# vinyl window without nail flange???



## johnnyboy (Oct 8, 2007)

Does the contract/receipt specify new construction? If so I'm demand a replacement. I don't know much about windows, but the ones I installed had a flange that was built in, not able to be added on later.


----------



## rb69 (Aug 24, 2010)

When I ordered it I did specify new construction. I asked him after he said that he could get the nail flange that would take care of it, if this doesn't work can I return it? It was a custom window & paid B4 ordering & he in so many words said it couldn't be returned


----------



## FehrboysInc (Aug 23, 2010)

────────────────────

▸ **What is asked**
(a) In the vinyl window thread, what did rb69 specify when ordering the window?
(b) Write the next part of the vinyl window thread, picking up after its final line.

▸ **Data segment**
────────────────────

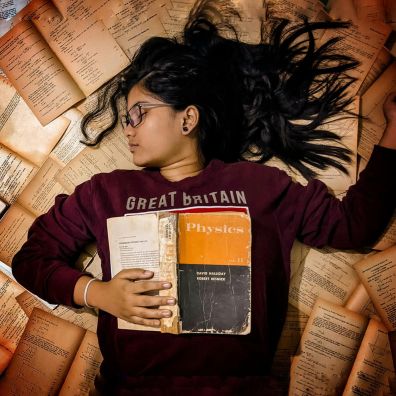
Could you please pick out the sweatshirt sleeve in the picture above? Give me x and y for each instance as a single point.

────────────────────

▸ **Results**
(a) New construction.

(b)
The number one weapon that window and door companies use against customers is "the contract". Anytime a customer of ours (we sub for large companies) has an issue, the first thing the companies will say is that you signed on it so tough luck. In your case it's your weapon. Fire back with it. You signed for a new construction window with a flange. If it's a PVC or metal clad window, the flange should be part of the window. Not a separate piece attached later. That said, I am in Canada. I've been installing windows and doors for 12 years now for the largest window manufacturers in the country. I've never put in a window with a flange that wasn't a part of the window. But I have ripped a lot out. Not sure how manufacturers do it outside of Canada.


----------



## rb69 (Aug 24, 2010)

thanks. I check w/ maker of the window.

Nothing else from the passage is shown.